Saved entries:
++++++
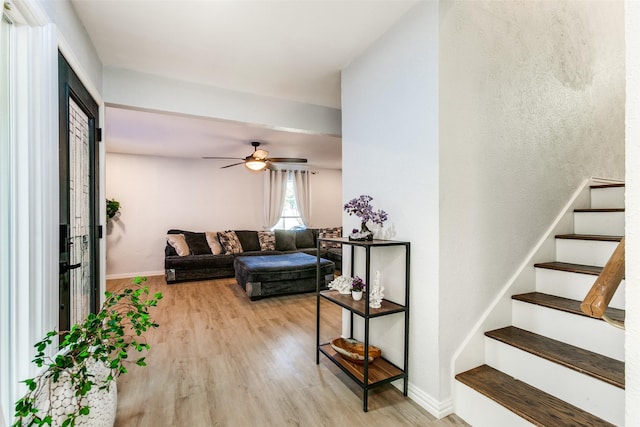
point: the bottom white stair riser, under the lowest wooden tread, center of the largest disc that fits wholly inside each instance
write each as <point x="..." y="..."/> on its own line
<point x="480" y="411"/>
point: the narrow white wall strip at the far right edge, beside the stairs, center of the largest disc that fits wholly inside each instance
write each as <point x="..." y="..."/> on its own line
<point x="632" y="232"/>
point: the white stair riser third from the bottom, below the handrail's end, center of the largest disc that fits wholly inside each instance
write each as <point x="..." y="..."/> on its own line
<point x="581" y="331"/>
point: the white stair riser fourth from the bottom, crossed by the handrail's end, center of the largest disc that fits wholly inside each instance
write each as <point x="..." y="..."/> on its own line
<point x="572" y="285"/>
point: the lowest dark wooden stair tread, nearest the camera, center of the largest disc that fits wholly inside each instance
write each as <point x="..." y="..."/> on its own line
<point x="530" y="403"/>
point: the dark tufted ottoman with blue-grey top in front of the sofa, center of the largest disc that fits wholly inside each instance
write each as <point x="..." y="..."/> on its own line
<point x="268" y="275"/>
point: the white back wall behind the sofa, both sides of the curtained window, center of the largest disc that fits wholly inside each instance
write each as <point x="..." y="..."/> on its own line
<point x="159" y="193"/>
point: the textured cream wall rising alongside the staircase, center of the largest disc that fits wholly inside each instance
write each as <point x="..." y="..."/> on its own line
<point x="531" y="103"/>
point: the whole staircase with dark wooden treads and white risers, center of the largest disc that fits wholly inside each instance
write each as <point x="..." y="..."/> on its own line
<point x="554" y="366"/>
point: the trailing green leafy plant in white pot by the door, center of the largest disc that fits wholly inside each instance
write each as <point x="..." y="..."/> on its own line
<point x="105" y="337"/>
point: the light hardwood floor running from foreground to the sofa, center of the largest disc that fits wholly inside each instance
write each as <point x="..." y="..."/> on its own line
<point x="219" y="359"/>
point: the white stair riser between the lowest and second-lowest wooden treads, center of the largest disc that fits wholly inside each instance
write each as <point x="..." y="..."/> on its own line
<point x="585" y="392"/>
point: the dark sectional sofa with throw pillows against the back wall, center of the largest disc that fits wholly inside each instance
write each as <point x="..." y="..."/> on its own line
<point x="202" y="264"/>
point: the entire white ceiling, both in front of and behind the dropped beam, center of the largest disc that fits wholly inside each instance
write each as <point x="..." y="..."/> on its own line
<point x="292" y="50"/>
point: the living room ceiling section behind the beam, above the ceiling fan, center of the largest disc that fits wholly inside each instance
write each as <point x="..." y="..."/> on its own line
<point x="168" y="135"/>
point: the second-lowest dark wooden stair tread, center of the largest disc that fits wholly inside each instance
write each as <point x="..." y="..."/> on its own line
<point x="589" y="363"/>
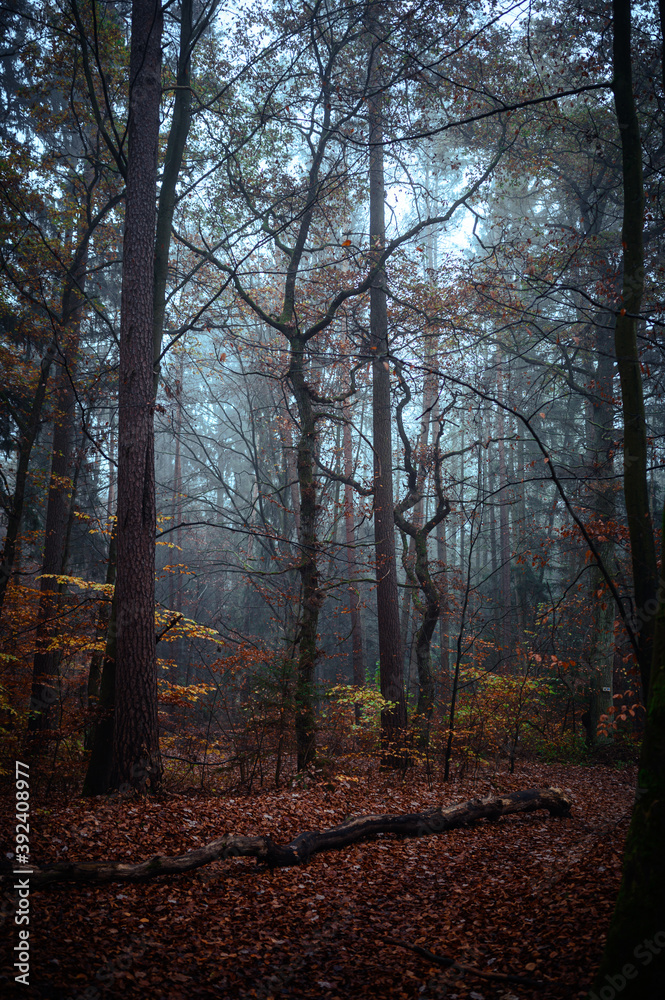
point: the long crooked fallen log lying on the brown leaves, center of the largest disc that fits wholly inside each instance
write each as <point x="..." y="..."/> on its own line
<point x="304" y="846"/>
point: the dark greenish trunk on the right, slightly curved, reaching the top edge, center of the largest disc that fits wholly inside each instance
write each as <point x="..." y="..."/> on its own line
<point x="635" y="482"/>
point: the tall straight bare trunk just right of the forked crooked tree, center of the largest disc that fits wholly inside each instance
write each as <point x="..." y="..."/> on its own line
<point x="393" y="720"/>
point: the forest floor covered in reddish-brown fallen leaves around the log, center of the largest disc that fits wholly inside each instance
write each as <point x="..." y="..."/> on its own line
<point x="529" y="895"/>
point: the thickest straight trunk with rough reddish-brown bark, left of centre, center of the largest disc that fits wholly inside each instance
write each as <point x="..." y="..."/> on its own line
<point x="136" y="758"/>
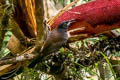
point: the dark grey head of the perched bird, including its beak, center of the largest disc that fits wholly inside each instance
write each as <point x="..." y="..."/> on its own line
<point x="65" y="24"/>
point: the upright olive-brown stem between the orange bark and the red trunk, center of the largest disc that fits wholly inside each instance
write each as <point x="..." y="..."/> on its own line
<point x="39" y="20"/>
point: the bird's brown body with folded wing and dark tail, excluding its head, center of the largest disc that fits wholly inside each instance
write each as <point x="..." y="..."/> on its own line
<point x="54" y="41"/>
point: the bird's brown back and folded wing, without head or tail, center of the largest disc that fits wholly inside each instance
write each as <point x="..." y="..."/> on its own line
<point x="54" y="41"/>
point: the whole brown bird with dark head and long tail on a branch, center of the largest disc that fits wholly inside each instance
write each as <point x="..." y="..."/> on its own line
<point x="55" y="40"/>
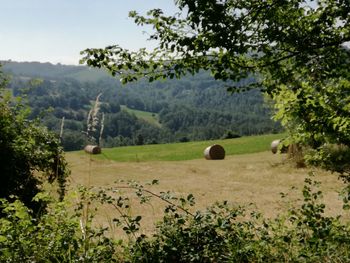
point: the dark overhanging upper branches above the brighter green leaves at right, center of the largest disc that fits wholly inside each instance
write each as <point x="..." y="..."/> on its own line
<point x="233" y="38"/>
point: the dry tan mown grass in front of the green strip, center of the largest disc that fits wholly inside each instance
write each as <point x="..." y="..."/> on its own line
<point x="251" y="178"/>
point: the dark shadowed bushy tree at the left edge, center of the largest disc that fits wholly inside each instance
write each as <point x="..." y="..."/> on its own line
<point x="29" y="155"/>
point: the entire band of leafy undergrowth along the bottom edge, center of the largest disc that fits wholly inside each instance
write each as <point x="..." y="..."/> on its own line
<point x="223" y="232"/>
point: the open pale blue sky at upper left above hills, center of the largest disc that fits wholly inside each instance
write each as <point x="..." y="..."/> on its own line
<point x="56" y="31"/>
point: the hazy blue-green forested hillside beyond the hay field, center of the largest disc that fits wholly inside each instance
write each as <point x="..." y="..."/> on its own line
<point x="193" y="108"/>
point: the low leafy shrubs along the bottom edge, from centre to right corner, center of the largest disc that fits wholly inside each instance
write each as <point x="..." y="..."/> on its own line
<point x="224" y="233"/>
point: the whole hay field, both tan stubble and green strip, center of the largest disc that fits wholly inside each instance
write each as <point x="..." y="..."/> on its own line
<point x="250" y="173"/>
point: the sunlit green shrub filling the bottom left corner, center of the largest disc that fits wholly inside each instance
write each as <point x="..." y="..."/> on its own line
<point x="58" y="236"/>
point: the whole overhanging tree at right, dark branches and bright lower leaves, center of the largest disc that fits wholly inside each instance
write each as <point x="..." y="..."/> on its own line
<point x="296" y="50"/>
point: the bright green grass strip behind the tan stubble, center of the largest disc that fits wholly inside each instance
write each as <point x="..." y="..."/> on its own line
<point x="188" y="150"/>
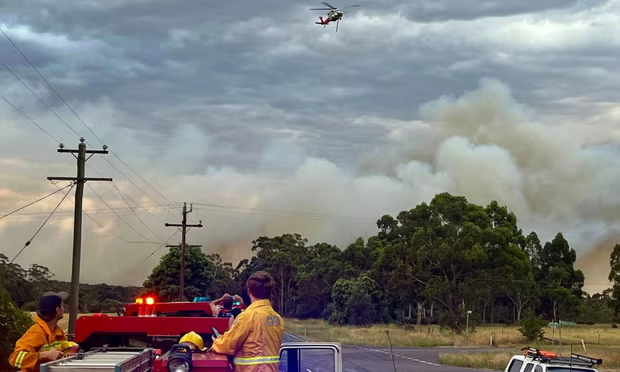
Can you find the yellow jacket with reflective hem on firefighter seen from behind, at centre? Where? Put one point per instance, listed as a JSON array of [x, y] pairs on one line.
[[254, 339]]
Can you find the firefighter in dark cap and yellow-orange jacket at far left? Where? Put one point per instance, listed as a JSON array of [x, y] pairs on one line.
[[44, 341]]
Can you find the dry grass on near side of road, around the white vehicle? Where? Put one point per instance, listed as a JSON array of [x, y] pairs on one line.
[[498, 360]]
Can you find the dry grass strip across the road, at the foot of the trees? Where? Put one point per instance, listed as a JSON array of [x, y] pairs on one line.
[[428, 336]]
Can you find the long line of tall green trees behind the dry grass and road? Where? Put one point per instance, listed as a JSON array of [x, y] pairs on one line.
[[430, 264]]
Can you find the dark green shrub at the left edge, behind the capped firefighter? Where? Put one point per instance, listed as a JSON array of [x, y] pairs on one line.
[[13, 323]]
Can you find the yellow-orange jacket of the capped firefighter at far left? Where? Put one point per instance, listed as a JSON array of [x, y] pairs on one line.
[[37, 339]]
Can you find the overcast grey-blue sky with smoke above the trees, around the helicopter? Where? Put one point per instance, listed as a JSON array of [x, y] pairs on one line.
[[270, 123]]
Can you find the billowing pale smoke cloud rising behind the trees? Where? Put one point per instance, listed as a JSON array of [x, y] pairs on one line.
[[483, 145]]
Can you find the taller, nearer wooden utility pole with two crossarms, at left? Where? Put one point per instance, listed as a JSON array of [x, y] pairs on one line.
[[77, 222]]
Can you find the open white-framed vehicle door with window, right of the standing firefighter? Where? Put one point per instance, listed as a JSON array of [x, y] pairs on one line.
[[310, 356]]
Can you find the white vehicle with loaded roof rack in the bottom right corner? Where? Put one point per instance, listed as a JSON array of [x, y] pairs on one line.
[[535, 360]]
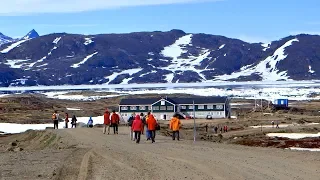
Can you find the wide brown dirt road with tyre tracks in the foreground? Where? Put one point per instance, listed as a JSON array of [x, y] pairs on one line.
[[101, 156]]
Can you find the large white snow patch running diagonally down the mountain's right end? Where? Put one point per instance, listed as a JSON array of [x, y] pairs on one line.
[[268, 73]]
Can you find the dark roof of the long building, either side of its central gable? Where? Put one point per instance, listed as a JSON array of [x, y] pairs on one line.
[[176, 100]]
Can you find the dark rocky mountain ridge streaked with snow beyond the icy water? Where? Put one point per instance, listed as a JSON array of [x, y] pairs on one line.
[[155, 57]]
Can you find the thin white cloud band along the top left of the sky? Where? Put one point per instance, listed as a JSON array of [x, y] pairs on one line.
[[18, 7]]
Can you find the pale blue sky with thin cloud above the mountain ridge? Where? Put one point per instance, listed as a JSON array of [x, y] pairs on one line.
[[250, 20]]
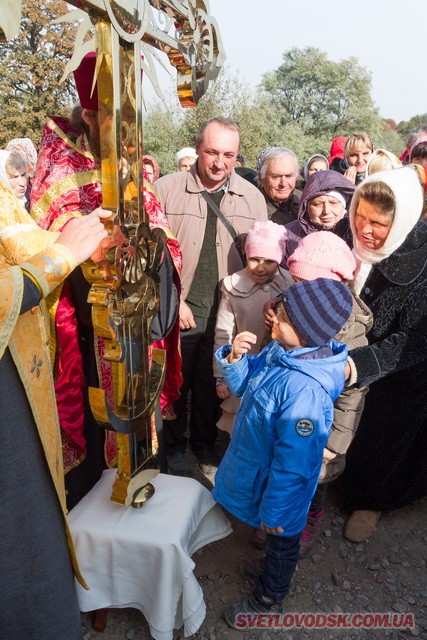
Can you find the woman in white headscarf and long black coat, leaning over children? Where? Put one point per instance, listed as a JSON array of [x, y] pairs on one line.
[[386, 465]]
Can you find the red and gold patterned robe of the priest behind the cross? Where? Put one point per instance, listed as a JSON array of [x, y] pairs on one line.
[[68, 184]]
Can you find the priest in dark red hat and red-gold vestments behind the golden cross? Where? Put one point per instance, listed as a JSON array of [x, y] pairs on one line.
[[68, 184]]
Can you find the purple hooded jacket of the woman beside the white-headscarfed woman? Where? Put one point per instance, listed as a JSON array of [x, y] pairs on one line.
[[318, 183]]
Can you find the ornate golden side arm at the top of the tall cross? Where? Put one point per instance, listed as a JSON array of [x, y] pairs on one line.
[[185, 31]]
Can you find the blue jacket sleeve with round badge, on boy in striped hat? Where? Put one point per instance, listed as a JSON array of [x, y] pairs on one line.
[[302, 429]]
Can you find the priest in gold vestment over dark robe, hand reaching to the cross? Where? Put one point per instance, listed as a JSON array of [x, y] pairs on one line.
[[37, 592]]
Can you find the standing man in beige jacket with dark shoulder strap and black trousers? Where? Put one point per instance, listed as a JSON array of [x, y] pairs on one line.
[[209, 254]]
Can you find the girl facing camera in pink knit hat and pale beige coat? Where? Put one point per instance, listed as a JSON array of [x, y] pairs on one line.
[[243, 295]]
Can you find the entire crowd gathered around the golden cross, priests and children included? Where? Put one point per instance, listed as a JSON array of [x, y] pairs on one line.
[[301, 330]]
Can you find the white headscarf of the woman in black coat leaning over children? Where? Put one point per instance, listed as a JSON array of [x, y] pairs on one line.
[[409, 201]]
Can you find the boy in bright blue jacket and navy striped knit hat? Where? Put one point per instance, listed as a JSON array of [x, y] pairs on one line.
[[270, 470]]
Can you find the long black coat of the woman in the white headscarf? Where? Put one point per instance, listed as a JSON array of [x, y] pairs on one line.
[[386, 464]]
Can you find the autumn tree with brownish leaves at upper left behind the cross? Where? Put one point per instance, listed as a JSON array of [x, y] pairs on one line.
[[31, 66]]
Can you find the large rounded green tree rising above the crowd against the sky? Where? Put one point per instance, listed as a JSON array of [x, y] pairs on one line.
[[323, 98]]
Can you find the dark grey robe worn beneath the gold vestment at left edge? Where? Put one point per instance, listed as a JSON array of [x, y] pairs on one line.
++++++
*Problem to solve*. If the word "folded" is on a line above, return that line.

*Response area*.
point: the bird's brown body with folded wing and dark tail, excluding its head, center of the largest disc that fits wholly inside each instance
point: the bird's brown back and folded wing, without head or tail, center of the largest disc that fits wholly inside each instance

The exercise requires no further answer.